» **WHAT YOU HAVE TO DO**
Can you rewrite the records between the lines holding "[trace] every instance of the wooden pole" and "POLYGON ((311 106, 335", inclusive, with "even-odd fill" changed to "nonzero winding fill" and everything else left as it is?

Begin INPUT DATA

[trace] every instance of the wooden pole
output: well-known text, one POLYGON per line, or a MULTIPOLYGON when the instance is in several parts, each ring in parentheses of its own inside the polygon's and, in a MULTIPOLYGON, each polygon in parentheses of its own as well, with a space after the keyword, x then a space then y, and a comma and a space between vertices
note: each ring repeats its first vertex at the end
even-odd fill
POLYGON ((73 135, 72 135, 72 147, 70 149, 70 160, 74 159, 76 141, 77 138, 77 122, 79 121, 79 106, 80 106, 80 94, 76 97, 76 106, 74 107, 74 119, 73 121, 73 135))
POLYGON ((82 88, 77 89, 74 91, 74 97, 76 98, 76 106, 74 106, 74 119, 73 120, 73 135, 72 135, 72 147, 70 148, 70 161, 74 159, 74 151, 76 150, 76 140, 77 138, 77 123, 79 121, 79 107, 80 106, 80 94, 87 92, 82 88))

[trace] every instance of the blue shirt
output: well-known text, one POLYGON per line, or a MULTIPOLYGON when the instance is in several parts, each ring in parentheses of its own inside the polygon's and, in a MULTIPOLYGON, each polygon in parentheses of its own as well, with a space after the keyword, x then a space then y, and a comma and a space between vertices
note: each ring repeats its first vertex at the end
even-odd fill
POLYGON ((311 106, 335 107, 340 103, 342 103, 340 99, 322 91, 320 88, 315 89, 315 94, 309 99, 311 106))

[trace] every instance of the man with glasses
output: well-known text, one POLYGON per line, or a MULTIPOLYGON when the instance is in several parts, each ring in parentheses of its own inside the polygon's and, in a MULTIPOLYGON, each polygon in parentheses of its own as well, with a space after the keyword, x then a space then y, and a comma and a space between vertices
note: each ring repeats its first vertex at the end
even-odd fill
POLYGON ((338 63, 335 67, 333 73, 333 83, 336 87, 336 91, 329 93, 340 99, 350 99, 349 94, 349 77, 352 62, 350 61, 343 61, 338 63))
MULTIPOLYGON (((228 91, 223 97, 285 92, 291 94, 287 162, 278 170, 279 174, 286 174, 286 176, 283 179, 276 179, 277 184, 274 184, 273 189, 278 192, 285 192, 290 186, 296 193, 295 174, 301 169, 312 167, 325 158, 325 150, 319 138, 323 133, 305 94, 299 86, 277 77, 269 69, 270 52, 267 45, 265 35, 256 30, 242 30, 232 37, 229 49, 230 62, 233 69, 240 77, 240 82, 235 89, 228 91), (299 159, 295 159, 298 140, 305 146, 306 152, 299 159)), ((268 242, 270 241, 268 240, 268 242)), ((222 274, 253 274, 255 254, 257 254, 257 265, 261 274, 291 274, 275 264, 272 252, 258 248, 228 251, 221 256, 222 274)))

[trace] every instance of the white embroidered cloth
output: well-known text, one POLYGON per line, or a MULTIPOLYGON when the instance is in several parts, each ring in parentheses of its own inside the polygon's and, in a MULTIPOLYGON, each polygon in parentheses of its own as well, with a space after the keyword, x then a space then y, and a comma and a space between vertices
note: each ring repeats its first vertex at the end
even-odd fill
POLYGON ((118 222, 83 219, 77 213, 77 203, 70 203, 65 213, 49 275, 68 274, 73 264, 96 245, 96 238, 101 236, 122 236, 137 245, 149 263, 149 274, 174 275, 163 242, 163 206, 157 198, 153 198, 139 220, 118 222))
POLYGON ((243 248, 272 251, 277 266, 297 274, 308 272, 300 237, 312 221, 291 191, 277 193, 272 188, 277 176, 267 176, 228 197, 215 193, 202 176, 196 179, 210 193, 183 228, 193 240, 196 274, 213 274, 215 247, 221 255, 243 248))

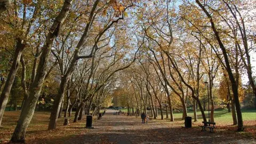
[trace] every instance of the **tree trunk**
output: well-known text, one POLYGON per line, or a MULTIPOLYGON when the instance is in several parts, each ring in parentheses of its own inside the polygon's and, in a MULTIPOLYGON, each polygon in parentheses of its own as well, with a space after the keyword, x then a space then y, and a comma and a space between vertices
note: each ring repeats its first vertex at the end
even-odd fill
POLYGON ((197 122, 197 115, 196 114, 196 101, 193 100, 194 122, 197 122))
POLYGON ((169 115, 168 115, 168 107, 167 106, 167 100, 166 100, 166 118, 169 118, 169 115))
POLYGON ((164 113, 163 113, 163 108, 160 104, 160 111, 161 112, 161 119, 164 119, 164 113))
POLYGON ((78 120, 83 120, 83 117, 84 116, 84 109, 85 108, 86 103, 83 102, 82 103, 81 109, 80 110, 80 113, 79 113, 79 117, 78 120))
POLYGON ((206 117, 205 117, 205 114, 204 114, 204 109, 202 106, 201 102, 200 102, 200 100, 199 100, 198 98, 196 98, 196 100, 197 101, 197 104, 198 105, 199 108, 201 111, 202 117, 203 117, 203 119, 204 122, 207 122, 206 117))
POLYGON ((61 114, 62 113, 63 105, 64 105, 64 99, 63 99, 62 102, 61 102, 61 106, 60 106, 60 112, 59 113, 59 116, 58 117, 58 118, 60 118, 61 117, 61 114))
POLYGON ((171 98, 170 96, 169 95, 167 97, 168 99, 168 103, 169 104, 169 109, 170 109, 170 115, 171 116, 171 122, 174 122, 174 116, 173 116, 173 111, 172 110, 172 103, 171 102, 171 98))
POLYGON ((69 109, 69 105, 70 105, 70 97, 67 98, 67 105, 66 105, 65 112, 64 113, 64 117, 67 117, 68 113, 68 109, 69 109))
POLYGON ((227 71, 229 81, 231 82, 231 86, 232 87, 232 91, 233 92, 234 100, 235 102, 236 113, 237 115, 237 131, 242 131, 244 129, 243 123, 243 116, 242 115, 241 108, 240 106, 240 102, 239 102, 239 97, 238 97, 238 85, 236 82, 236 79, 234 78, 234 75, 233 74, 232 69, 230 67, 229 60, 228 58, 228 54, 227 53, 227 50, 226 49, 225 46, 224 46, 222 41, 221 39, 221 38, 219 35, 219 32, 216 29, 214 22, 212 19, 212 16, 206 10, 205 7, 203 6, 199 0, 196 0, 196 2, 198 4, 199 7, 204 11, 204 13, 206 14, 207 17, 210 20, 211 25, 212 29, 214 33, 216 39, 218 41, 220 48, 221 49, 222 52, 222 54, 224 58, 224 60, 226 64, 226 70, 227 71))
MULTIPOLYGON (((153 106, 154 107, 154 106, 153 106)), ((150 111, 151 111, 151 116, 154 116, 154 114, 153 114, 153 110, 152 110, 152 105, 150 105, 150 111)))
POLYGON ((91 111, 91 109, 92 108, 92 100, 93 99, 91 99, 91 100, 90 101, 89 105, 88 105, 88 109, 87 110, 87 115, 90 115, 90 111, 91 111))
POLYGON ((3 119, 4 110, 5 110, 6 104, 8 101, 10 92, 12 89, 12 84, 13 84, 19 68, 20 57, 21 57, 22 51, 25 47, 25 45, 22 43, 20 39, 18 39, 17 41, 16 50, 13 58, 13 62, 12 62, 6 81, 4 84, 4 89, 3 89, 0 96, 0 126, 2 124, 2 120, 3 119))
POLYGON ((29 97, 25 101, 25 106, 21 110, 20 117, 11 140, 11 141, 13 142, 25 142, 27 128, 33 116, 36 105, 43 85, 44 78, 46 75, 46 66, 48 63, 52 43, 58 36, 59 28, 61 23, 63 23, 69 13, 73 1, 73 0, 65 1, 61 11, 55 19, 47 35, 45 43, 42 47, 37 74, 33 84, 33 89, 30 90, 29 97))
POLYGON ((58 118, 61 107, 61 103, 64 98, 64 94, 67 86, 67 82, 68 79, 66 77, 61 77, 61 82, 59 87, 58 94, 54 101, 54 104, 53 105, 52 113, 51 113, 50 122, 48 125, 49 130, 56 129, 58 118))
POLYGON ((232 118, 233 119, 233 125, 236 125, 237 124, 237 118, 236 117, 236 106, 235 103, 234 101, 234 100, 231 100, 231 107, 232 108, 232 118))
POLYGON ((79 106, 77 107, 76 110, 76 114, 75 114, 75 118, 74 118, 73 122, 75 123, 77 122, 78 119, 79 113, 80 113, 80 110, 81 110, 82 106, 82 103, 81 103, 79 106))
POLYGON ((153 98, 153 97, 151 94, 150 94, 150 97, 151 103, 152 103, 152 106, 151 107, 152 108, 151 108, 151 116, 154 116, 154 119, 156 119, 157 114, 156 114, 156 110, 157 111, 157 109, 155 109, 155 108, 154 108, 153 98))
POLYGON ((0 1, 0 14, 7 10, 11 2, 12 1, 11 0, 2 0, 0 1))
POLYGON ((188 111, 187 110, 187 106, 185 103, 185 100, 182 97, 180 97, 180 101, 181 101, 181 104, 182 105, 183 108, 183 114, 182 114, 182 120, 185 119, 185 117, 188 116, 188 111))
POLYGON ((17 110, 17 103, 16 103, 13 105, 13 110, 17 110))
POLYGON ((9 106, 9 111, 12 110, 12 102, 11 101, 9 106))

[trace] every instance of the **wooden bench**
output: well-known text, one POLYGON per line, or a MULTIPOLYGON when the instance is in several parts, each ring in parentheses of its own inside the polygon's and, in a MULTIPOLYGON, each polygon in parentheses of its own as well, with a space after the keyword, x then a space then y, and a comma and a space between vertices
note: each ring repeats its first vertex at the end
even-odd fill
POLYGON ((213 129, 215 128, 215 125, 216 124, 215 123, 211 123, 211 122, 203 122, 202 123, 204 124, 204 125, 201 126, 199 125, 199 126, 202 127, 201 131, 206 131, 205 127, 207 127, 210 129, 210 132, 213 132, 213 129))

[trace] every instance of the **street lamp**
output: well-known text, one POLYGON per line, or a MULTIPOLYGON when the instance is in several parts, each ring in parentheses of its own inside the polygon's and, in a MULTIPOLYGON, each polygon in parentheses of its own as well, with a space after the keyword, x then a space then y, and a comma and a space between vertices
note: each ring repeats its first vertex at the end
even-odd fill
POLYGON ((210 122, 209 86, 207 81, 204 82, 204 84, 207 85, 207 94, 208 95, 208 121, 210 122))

End INPUT DATA
Begin INPUT DATA

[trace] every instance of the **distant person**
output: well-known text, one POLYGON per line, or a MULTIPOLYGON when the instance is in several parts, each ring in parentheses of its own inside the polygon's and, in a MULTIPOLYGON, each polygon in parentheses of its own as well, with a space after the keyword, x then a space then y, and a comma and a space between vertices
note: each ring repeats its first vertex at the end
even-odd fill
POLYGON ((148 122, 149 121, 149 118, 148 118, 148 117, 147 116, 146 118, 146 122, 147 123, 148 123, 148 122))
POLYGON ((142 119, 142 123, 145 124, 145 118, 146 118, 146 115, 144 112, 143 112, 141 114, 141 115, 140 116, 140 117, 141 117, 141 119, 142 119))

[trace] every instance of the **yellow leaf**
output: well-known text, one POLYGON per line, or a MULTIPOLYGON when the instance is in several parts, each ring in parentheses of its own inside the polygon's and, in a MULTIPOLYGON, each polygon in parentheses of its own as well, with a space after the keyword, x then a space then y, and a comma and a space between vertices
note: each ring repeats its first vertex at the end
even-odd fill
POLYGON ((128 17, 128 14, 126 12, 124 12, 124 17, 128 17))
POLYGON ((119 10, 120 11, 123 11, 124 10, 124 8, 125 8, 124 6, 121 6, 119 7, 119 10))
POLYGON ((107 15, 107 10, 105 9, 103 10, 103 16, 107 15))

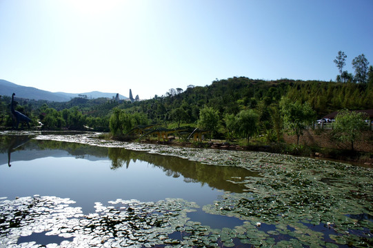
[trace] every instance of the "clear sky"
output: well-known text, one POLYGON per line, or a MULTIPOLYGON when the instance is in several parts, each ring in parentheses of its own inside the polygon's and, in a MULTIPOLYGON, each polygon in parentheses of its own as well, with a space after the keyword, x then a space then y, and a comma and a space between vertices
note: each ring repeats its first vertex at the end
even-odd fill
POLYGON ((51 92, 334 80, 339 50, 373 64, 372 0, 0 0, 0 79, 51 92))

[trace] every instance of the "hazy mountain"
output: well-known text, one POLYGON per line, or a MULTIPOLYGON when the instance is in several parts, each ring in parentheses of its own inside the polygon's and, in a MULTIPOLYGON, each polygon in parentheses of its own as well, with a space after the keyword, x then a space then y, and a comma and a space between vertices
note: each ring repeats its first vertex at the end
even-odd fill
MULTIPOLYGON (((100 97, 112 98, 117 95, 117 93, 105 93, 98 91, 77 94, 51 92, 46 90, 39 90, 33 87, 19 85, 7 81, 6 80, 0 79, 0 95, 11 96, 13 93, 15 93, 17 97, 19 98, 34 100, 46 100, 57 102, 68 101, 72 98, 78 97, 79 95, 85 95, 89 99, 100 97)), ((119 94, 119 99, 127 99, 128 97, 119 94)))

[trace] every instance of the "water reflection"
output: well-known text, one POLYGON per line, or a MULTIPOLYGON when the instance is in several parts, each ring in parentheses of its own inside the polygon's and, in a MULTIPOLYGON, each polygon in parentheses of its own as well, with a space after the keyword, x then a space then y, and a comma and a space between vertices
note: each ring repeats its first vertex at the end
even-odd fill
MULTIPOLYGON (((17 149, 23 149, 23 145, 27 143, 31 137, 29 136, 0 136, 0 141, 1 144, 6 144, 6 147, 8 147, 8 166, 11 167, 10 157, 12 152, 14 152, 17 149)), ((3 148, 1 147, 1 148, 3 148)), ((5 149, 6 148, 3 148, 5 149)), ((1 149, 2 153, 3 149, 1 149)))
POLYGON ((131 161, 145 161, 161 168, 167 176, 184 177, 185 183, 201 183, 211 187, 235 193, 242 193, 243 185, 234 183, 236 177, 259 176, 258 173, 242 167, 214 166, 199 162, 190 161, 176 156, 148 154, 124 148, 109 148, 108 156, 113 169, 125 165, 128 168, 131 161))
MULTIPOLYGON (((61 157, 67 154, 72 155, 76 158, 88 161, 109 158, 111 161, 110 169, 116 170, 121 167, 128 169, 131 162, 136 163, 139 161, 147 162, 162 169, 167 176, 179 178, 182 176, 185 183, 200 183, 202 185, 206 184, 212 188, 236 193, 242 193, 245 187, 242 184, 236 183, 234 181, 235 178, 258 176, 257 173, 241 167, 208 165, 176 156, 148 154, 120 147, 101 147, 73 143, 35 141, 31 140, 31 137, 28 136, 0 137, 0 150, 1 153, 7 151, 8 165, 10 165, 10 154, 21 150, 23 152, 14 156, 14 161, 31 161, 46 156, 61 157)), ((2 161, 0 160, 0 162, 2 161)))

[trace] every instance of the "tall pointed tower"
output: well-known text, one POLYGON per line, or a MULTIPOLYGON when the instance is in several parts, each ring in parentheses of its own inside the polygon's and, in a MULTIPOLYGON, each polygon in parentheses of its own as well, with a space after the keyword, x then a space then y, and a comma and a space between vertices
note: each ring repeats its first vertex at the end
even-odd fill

End INPUT DATA
Begin INPUT DATA

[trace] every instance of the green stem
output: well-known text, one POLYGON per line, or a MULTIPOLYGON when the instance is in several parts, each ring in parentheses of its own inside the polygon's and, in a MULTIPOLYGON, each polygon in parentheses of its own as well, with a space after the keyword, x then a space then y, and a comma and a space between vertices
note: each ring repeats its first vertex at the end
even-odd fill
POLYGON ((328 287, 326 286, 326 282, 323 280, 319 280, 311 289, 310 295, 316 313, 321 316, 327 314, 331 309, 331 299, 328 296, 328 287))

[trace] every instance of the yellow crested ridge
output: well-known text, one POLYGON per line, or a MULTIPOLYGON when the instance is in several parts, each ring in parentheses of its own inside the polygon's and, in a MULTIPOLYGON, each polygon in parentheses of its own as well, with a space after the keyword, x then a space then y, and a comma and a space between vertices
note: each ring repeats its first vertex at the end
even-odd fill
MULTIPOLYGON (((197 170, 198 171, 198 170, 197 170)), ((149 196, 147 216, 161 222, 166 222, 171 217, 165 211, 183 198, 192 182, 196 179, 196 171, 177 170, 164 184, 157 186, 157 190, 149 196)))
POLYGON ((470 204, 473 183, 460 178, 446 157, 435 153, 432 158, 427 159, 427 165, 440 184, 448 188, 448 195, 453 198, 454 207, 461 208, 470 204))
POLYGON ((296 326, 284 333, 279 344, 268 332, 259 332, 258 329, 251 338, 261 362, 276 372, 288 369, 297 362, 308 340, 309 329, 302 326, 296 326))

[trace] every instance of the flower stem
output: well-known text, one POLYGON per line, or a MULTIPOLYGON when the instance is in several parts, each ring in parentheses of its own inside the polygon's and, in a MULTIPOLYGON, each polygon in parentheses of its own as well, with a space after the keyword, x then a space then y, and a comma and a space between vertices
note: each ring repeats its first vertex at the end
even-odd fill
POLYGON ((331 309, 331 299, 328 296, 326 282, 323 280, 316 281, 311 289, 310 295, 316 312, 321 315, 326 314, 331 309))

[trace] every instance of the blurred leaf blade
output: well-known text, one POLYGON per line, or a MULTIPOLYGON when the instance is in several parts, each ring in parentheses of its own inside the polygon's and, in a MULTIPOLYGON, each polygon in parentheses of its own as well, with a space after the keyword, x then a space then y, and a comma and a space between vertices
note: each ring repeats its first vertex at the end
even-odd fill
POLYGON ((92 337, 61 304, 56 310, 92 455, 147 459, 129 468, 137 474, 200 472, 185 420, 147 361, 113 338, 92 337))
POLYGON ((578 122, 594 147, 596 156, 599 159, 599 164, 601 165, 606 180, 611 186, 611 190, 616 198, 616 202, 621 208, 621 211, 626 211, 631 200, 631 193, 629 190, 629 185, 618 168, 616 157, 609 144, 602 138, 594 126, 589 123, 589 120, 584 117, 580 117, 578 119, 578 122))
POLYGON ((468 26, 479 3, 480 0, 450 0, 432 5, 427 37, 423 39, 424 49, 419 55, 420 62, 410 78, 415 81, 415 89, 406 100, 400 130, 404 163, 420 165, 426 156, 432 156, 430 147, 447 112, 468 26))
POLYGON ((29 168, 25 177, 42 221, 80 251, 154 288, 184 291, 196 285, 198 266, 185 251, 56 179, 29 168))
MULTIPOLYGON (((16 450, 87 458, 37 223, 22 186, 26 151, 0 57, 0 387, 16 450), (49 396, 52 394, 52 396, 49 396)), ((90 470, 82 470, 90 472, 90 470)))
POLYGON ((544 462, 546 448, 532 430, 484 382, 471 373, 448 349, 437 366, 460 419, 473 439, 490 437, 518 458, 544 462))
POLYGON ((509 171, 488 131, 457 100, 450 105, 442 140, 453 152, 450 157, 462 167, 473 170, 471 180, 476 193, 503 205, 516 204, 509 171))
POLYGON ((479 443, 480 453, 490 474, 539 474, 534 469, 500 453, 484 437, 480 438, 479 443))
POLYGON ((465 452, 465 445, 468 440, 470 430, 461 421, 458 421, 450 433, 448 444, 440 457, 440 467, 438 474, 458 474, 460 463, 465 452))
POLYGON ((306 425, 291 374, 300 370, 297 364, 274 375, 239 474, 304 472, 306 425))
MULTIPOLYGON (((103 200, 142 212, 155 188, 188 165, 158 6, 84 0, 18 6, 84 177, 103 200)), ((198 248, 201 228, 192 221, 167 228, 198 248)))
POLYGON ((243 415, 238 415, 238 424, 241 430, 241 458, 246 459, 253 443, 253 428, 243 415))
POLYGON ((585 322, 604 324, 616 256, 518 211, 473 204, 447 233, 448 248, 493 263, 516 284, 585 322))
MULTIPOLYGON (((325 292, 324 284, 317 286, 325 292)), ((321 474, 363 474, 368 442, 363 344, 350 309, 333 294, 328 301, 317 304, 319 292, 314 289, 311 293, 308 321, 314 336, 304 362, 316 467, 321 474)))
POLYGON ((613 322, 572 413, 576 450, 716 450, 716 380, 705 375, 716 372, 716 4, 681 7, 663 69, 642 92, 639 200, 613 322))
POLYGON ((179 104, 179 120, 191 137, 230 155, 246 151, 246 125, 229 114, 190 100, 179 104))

End INPUT DATA

» **RESULT OF THE TASK**
[trace] every instance of the wooden pole
output: well-known text, one POLYGON per line, or a MULTIPOLYGON when the instance is in several parts, each ring in parentheses of its own inside the polygon's and, in a MULTIPOLYGON, each polygon in parentheses of its own as well, with a space after the keyword, x then a space then y, and a comma and a space between vertices
note: each ring repeats its first vertex at the end
nonzero winding fill
POLYGON ((73 135, 72 135, 72 147, 70 149, 70 160, 74 159, 76 141, 77 138, 77 122, 79 121, 79 106, 80 106, 80 94, 76 97, 76 106, 74 107, 74 119, 73 121, 73 135))
POLYGON ((82 88, 77 89, 74 91, 74 97, 76 98, 76 106, 74 106, 74 119, 73 120, 73 135, 72 135, 72 147, 70 148, 70 161, 74 159, 74 151, 76 150, 76 140, 77 138, 77 123, 79 121, 79 107, 80 106, 80 94, 87 92, 82 88))

[trace] every instance of the blue shirt
output: well-known text, one POLYGON per line, or a MULTIPOLYGON when the instance is in several parts, each ring in parentheses of its own inside the polygon's and, in a MULTIPOLYGON, each polygon in parentheses of its own as well, with a space after the keyword, x then a space then y, and a comma and a space between vertices
note: each ring repeats its first vertex at the end
nonzero winding fill
POLYGON ((311 106, 335 107, 340 103, 342 103, 340 99, 322 91, 320 88, 315 89, 315 94, 309 99, 311 106))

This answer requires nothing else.